■ **Exercise text**

Rio de Janeiro:
An American woman was raped by three men aboard a public van in a six-hour abduction over the weekend that began in the seaside district of Copacabana, the police said.
The attackers pummeled the woman's face and tied up her male companion, a French citizen, then beat him with a metal bar as he witnessed the harrowing assault. The couple were forced to use bank cards to withdraw money from their accounts before the assailants finally freed them at a bus station on the outskirts of Rio de Janeiro.
The assault stunned many in Brazil, especially as Rio tries to promote itself as a city on the mend and prepares to host the 2014 World Cup and 2016 Olympic Games.
"Everyone should be shocked by this horrendous crime," said Aparecida Goncalves, the head of Brazil's national office for combating violence against women. She said that reports of gang rape remained relatively rare in Rio and other parts of Brazil, but that cases of rape on public transportation including buses and subway cars remained a pressing issue in some large cities.
Two men were arrested over the weekend, one of whom, the police said, confessed to the rape of the 21-year-old woman. The police said she had been in Brazil on a student visa. A third suspect was arrested Monday night.
In addition to setting off calls for better policing, the assault led to comparisons in the Brazilian news media to recent episodes in India, including the fatal beating and rape in December of a 23-year-old student on a moving bus in New Delhi, and the gang rape of a Swiss tourist in March in central India.

■ **Exercise set**
[1] According to the news report, where did the assailants finally free the couple?
[2] Copy the passage of the news report starting with "The assault stunned" and going on through "2016 Olympic Games.".
[3] State whether each statement agrees with the news report, giving yes or no and quoting the deciding words: (a) The woman's companion was a French citizen. (b) The woman had been in Brazil on a tourist visa. (c) All three suspects were arrested over the weekend.

■ **Records shown**
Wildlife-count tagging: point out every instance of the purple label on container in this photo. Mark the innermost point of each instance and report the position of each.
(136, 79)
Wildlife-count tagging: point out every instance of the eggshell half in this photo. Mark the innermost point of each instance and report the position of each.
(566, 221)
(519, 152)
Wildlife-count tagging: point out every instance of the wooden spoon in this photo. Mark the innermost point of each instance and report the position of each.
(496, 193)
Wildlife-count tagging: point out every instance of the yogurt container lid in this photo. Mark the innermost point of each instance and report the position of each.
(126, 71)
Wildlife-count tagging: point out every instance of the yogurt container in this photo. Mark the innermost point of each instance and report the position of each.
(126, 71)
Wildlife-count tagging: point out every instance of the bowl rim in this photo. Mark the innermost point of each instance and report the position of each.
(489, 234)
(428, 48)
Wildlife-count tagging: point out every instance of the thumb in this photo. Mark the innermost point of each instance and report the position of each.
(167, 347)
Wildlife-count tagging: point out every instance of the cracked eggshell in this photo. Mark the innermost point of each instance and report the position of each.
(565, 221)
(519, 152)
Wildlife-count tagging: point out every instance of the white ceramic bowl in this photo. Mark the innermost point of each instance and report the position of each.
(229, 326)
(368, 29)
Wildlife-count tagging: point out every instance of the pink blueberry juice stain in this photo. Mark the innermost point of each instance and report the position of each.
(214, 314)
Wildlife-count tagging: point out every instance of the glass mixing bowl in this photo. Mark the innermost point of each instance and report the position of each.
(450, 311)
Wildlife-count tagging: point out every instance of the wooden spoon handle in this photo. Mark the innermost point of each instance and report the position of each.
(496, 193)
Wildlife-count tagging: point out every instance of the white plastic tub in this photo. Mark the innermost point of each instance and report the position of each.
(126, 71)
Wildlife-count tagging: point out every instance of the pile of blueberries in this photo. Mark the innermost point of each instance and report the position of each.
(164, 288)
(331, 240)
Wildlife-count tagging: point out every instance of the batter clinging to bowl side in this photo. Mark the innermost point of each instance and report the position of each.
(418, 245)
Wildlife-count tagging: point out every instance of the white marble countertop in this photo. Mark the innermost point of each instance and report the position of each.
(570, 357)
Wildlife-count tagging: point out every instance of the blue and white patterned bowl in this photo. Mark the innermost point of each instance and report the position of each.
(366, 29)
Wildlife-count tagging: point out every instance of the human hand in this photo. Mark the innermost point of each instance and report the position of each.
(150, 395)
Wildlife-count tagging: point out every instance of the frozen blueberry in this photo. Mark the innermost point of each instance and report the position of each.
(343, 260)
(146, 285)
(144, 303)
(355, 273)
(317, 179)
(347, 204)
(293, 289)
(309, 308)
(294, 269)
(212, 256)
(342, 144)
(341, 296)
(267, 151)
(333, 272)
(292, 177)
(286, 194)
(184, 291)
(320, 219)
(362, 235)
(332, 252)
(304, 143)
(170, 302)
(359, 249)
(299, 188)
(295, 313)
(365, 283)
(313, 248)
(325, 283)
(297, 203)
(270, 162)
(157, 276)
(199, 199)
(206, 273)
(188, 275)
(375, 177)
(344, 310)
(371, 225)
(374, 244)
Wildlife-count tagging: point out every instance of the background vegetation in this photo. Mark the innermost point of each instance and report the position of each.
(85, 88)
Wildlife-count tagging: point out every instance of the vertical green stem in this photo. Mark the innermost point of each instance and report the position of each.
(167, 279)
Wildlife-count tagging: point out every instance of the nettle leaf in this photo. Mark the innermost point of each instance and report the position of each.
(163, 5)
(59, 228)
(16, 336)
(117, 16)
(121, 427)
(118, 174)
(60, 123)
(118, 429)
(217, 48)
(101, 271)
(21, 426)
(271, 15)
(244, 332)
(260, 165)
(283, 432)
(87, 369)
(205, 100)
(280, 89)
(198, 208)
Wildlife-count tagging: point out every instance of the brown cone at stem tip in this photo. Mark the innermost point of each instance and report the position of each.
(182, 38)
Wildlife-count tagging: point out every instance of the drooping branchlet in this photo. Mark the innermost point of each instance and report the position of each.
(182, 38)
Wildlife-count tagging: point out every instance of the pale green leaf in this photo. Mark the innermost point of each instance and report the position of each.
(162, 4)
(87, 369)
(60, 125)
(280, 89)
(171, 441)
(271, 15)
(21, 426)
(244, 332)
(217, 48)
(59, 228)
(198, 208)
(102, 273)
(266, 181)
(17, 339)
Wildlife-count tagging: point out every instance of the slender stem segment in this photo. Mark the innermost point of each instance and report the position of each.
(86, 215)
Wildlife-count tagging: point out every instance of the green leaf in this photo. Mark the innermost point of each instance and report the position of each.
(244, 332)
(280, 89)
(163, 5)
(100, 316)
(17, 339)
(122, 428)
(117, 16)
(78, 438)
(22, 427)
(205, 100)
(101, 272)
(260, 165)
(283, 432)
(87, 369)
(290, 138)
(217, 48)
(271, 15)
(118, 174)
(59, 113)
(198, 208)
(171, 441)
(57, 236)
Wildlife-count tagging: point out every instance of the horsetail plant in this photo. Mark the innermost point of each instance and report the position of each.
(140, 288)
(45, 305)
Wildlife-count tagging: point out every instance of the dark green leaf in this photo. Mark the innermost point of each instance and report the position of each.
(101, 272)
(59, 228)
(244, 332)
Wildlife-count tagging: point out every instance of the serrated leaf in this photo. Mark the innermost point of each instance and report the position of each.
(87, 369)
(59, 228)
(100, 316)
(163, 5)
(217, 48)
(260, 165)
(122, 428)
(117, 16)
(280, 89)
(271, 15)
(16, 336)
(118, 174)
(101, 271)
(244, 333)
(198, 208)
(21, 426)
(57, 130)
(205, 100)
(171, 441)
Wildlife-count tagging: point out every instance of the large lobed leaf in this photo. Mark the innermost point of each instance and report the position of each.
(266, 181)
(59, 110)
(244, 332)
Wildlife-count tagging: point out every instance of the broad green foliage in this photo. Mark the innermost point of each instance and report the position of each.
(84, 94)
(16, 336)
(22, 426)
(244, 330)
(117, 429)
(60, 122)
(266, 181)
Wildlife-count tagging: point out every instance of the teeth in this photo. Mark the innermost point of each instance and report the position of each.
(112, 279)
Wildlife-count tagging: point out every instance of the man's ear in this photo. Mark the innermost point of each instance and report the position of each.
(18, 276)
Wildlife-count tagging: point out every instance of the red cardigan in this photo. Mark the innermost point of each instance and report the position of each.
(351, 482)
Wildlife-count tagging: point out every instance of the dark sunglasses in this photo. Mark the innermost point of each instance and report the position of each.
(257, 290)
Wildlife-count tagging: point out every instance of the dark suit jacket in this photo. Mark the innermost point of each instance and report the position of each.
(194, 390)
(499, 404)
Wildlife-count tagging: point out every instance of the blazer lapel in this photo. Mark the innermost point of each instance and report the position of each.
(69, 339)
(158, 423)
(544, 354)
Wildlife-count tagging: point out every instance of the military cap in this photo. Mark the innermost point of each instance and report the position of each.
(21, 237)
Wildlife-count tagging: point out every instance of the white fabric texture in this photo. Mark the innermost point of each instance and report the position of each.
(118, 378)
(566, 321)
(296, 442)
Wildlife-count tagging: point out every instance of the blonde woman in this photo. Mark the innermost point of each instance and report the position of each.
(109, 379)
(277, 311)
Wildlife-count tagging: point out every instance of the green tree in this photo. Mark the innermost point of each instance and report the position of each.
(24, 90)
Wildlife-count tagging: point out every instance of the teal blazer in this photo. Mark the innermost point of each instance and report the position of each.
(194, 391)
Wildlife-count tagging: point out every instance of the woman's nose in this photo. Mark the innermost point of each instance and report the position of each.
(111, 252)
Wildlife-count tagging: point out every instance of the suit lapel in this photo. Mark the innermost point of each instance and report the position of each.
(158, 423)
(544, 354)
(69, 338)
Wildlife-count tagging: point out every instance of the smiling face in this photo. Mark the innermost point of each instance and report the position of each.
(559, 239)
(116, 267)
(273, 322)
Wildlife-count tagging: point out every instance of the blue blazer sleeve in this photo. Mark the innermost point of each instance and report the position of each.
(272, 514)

■ **Results by task**
[1] At a bus station on the outskirts of Rio de Janeiro.

[2]
The assault stunned many in Brazil, especially as Rio tries to promote itself as a city on the mend and prepares to host the 2014 World Cup and 2016 Olympic Games.

[3]
(a) Yes: "tied up her male companion, a French citizen"
(b) No: "she had been in Brazil on a student visa"
(c) No: "Two men were arrested over the weekend" and "A third suspect was arrested Monday night."